◆ Problem to solve ◆
The output should be every line below that includes the word "railing".

(Collection entries)
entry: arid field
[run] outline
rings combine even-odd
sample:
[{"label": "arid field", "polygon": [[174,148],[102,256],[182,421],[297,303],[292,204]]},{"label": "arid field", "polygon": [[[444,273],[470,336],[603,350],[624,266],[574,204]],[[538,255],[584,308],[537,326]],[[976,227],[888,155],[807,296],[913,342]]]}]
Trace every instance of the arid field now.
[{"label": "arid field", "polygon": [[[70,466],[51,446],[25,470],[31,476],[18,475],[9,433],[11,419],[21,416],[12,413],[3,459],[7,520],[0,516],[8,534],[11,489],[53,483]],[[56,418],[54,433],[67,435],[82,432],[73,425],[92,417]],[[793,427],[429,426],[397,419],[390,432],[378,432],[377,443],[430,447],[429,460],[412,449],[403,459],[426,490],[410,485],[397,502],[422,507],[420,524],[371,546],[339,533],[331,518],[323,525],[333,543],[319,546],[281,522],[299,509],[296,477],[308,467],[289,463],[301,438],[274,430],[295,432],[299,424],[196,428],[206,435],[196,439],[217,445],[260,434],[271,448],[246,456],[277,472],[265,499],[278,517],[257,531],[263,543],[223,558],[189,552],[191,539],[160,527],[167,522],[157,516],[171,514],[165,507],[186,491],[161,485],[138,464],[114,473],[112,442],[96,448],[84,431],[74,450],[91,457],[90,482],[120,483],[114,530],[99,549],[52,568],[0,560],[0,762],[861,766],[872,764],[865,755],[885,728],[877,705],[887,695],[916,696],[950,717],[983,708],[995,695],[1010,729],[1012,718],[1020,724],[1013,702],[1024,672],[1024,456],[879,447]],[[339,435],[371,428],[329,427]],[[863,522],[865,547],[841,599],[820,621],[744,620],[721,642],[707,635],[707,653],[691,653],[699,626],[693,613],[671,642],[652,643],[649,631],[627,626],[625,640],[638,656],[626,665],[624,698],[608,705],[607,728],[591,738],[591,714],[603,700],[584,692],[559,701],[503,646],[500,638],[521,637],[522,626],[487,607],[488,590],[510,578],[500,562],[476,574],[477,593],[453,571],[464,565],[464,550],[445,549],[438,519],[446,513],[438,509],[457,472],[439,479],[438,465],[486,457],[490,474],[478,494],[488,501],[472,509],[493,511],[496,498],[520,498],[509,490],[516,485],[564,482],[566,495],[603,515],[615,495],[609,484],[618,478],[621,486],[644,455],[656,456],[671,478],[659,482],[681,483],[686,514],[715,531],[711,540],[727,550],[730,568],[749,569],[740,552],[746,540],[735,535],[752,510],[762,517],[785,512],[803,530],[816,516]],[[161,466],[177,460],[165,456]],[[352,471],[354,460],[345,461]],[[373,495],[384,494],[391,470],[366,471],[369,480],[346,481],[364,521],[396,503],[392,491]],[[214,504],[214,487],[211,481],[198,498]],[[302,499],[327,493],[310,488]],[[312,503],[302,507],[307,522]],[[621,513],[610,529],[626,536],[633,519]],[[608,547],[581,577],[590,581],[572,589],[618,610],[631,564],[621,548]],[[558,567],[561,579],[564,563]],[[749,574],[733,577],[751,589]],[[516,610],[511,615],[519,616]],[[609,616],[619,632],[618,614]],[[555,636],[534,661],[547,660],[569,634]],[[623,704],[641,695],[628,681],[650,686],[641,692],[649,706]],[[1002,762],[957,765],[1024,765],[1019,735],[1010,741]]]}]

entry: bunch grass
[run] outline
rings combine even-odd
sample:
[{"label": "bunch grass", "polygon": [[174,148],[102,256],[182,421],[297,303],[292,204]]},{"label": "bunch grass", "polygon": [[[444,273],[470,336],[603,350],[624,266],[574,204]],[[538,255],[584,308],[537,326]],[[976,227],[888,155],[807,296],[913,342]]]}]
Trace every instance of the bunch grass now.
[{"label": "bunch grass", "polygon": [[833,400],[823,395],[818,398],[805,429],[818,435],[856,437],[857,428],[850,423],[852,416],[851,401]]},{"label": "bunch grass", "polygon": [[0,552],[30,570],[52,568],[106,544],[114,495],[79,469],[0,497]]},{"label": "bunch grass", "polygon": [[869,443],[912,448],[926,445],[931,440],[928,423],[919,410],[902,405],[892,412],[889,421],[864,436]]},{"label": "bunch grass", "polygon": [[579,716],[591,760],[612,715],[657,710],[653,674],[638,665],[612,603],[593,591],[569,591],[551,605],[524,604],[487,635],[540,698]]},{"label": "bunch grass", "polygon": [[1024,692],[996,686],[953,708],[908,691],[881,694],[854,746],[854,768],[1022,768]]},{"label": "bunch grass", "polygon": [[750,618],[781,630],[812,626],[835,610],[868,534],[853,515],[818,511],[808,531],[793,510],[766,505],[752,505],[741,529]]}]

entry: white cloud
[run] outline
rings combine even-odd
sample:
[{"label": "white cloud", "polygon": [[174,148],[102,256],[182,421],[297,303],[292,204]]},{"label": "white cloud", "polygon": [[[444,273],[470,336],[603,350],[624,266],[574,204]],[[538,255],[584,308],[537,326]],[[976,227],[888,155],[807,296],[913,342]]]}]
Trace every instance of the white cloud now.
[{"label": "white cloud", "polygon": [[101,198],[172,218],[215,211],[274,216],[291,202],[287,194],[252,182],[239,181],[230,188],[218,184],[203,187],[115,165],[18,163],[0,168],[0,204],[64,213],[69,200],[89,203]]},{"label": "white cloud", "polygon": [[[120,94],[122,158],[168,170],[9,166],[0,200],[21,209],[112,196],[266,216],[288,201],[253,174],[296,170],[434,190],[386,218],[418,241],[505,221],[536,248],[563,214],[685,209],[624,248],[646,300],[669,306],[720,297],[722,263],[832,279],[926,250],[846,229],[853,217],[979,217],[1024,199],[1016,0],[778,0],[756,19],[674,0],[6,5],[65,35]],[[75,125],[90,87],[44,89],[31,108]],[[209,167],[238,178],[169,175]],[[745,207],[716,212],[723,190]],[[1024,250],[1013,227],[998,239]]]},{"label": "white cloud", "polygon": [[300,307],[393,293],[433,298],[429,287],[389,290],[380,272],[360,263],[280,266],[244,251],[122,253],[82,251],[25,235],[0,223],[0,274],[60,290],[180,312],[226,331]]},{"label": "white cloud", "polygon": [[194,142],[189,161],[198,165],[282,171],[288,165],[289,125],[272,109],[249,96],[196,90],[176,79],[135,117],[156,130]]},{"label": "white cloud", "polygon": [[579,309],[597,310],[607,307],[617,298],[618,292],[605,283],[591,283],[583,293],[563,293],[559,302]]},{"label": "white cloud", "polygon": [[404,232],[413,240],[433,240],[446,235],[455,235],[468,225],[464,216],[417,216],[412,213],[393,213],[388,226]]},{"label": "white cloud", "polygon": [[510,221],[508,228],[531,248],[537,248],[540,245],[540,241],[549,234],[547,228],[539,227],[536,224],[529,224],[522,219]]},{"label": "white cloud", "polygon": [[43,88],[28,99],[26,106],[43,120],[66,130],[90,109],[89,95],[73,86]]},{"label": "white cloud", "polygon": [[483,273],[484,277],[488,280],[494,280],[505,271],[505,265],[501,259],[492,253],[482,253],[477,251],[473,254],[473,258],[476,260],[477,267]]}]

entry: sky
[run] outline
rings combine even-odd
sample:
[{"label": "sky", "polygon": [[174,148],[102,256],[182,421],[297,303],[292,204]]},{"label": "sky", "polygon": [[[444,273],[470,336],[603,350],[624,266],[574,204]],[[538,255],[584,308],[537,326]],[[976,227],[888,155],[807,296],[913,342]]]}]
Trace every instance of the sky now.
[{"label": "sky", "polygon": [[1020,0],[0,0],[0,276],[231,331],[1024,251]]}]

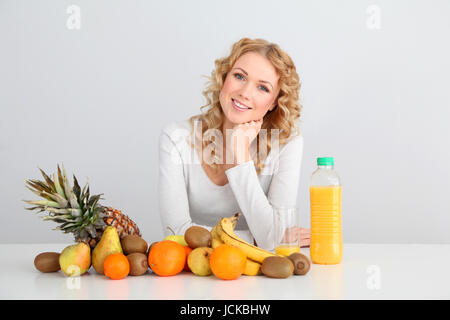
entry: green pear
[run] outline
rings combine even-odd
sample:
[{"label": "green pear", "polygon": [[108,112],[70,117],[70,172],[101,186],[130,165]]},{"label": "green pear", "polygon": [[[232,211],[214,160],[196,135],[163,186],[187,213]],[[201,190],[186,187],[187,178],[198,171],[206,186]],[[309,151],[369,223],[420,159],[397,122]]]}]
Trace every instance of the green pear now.
[{"label": "green pear", "polygon": [[91,267],[91,248],[83,242],[66,247],[59,255],[59,266],[66,276],[80,276]]},{"label": "green pear", "polygon": [[123,253],[119,234],[115,227],[108,226],[103,231],[100,242],[92,252],[92,266],[99,274],[104,274],[103,263],[113,253]]},{"label": "green pear", "polygon": [[175,241],[185,247],[188,245],[186,240],[184,239],[184,235],[175,234],[175,232],[173,232],[173,230],[170,227],[167,227],[167,229],[169,229],[172,232],[172,234],[165,237],[164,240]]}]

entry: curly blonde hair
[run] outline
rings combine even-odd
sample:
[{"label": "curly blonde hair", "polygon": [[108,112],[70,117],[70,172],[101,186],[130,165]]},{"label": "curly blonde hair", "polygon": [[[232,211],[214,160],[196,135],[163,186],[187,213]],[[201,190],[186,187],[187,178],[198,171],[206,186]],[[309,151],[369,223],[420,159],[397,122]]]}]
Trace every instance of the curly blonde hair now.
[{"label": "curly blonde hair", "polygon": [[[295,65],[289,55],[281,50],[275,43],[270,43],[264,39],[242,38],[232,46],[231,53],[228,57],[215,60],[216,69],[211,73],[211,77],[208,77],[208,86],[203,91],[207,103],[200,107],[202,113],[189,118],[189,122],[193,132],[194,121],[201,121],[201,136],[203,136],[208,129],[221,130],[224,114],[220,105],[219,94],[228,72],[233,68],[234,63],[239,57],[247,52],[257,52],[266,57],[280,76],[278,81],[280,92],[276,98],[277,105],[272,111],[266,113],[261,126],[261,130],[267,130],[267,139],[264,140],[267,141],[266,154],[268,154],[271,150],[271,129],[279,130],[279,145],[285,144],[287,139],[291,136],[293,128],[299,133],[299,129],[295,122],[300,118],[302,109],[302,106],[299,103],[301,84]],[[203,111],[204,108],[207,108],[207,110]],[[256,138],[257,150],[259,150],[259,138],[260,135],[258,134]],[[210,143],[214,142],[202,139],[203,148],[206,148]],[[190,144],[194,147],[192,142]],[[252,156],[252,159],[259,175],[264,168],[263,161],[265,159],[260,159],[259,152],[256,152],[256,155]],[[214,169],[218,168],[217,163],[214,161],[210,166]]]}]

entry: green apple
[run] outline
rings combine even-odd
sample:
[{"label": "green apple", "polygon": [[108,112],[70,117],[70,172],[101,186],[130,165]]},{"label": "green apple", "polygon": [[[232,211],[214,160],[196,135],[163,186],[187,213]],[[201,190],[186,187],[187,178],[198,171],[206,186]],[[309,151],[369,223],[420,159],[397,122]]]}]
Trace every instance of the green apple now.
[{"label": "green apple", "polygon": [[167,237],[164,238],[164,240],[170,240],[170,241],[175,241],[178,242],[179,244],[181,244],[182,246],[187,246],[187,242],[184,239],[184,235],[176,235],[175,232],[173,232],[173,230],[170,227],[167,227],[167,229],[169,229],[172,234],[168,235]]}]

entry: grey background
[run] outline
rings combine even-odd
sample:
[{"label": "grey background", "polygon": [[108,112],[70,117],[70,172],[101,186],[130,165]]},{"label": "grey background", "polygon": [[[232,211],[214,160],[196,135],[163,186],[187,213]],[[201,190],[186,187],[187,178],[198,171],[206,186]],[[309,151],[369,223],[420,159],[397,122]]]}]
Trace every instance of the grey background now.
[{"label": "grey background", "polygon": [[36,199],[24,179],[61,162],[159,240],[160,130],[200,112],[202,76],[242,37],[278,43],[302,81],[302,226],[329,155],[345,242],[450,243],[449,14],[425,0],[1,0],[0,243],[72,241],[21,202]]}]

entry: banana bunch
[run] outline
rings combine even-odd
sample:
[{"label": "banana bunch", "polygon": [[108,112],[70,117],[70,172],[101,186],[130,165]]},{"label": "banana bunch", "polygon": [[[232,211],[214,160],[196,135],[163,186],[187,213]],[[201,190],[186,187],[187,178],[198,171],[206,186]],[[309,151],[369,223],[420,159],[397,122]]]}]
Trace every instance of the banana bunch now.
[{"label": "banana bunch", "polygon": [[239,213],[230,218],[222,218],[212,228],[212,247],[226,243],[241,249],[247,255],[247,265],[244,271],[245,275],[255,276],[261,274],[261,263],[267,257],[275,256],[274,253],[258,248],[247,241],[239,238],[234,233],[234,228],[239,219]]}]

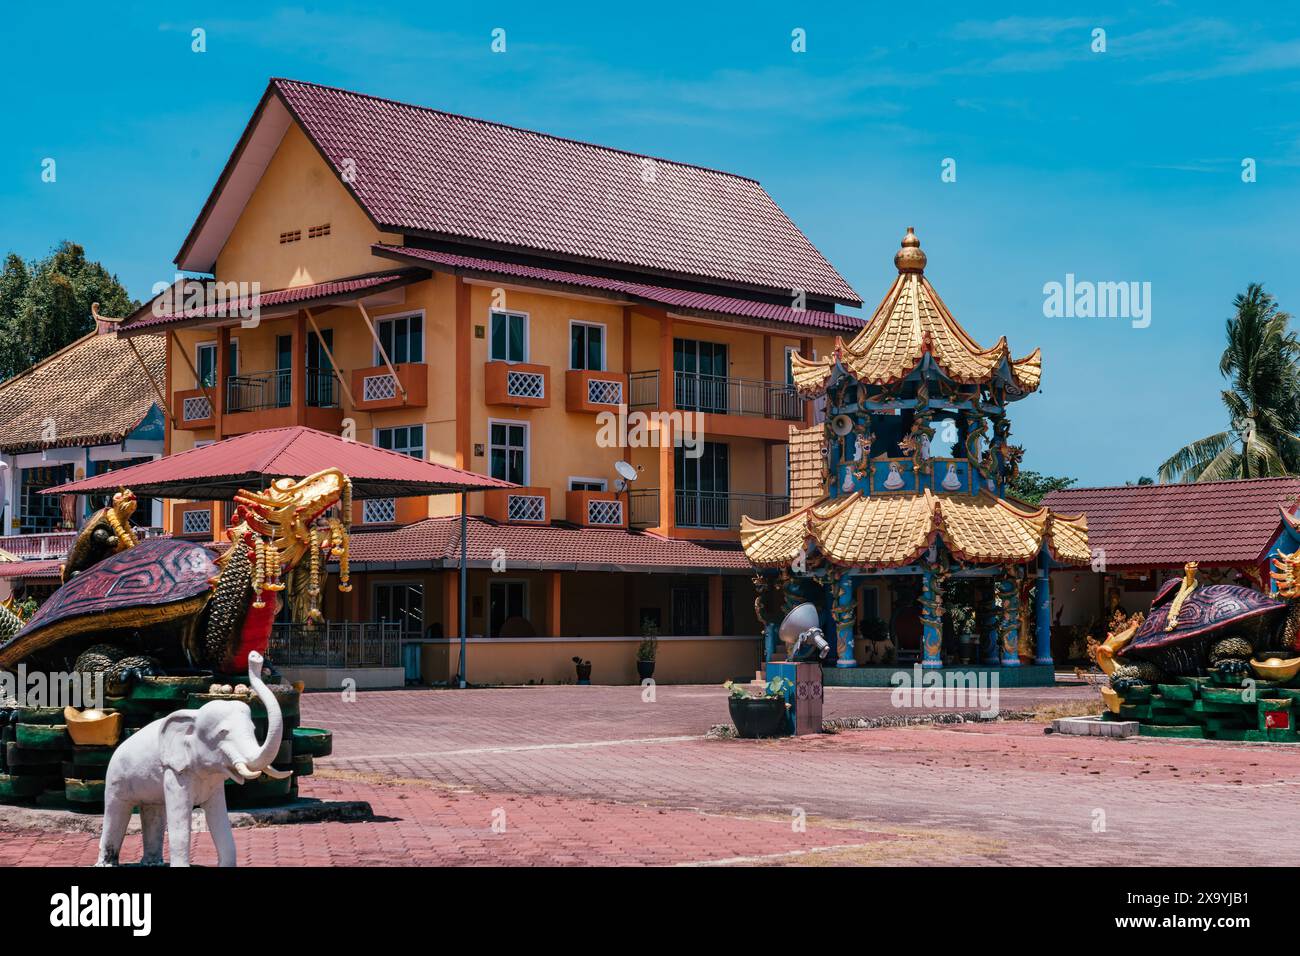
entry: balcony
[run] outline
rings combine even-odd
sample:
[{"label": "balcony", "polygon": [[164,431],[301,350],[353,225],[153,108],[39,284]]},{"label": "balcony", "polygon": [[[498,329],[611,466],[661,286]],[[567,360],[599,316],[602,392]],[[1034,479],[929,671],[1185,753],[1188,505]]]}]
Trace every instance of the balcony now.
[{"label": "balcony", "polygon": [[271,626],[267,656],[279,667],[400,667],[397,621],[329,621]]},{"label": "balcony", "polygon": [[[333,370],[308,368],[304,400],[305,424],[321,431],[337,432],[343,424],[339,405],[339,383]],[[226,407],[222,414],[223,435],[242,435],[263,428],[299,424],[293,408],[293,372],[282,368],[266,372],[242,372],[226,379]]]},{"label": "balcony", "polygon": [[[137,540],[156,538],[164,532],[162,528],[132,527],[132,534]],[[23,561],[62,561],[68,556],[72,543],[77,540],[77,531],[43,531],[33,534],[0,535],[0,550],[12,554]]]},{"label": "balcony", "polygon": [[193,430],[211,428],[215,424],[209,394],[208,389],[188,388],[172,395],[172,417],[177,428]]},{"label": "balcony", "polygon": [[584,528],[627,527],[627,509],[613,491],[570,491],[564,498],[564,514]]},{"label": "balcony", "polygon": [[[393,372],[397,375],[394,376]],[[352,397],[357,410],[378,412],[386,408],[424,408],[429,404],[429,366],[416,363],[359,368],[352,372]],[[405,390],[405,398],[403,398]]]},{"label": "balcony", "polygon": [[551,404],[551,368],[524,362],[488,362],[483,369],[483,401],[488,405],[546,408]]},{"label": "balcony", "polygon": [[616,412],[626,401],[627,376],[621,372],[564,373],[564,405],[571,412]]},{"label": "balcony", "polygon": [[483,493],[483,512],[502,524],[549,524],[550,488],[512,488]]},{"label": "balcony", "polygon": [[[804,419],[804,400],[784,382],[674,372],[672,399],[678,411],[708,416],[705,429],[720,435],[784,441],[790,423]],[[663,407],[657,369],[628,376],[628,407]]]},{"label": "balcony", "polygon": [[[637,488],[628,492],[628,519],[634,528],[653,528],[659,520],[659,490]],[[676,492],[674,524],[678,528],[710,531],[735,531],[741,515],[759,521],[779,518],[790,510],[785,495],[764,495],[745,491]]]}]

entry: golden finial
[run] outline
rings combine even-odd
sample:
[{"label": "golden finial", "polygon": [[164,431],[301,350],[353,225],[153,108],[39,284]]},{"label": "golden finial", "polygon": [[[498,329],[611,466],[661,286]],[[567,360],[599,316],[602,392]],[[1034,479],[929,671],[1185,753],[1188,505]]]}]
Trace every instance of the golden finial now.
[{"label": "golden finial", "polygon": [[899,272],[925,271],[925,253],[921,251],[921,240],[916,238],[911,226],[907,227],[907,235],[903,237],[903,248],[894,254],[894,265]]}]

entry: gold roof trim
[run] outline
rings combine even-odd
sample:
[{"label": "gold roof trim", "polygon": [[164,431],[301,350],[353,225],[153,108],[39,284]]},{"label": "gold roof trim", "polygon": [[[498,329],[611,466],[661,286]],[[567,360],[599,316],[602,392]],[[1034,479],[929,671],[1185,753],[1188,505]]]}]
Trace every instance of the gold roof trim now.
[{"label": "gold roof trim", "polygon": [[770,521],[741,519],[740,542],[758,567],[784,567],[811,539],[833,564],[881,568],[911,564],[943,538],[956,557],[977,564],[1023,564],[1046,540],[1063,564],[1091,559],[1081,517],[1026,511],[987,492],[975,497],[915,495],[823,500]]},{"label": "gold roof trim", "polygon": [[821,425],[791,425],[789,441],[790,507],[802,508],[826,497],[822,484],[826,429]]}]

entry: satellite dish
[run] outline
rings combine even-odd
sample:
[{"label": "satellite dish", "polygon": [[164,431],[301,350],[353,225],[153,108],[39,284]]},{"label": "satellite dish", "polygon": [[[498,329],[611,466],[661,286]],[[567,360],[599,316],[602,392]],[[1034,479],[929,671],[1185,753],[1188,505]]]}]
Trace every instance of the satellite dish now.
[{"label": "satellite dish", "polygon": [[840,438],[853,431],[853,419],[848,415],[836,415],[831,419],[831,431]]},{"label": "satellite dish", "polygon": [[624,481],[636,481],[639,477],[639,472],[636,470],[636,466],[630,462],[616,461],[614,462],[614,470],[618,472],[619,477]]}]

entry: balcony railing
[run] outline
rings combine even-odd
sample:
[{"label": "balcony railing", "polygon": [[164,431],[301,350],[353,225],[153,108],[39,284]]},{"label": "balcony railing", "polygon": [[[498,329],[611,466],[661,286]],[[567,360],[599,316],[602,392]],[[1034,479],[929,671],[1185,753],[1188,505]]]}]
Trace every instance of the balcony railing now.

◆ Your response ◆
entry: balcony railing
[{"label": "balcony railing", "polygon": [[164,431],[301,350],[353,225],[153,108],[39,284]]},{"label": "balcony railing", "polygon": [[[498,329],[611,466],[661,286]],[[567,360],[599,316],[602,392]],[[1034,479],[929,671],[1185,753],[1188,505]]]}]
Trace every instance of the balcony railing now.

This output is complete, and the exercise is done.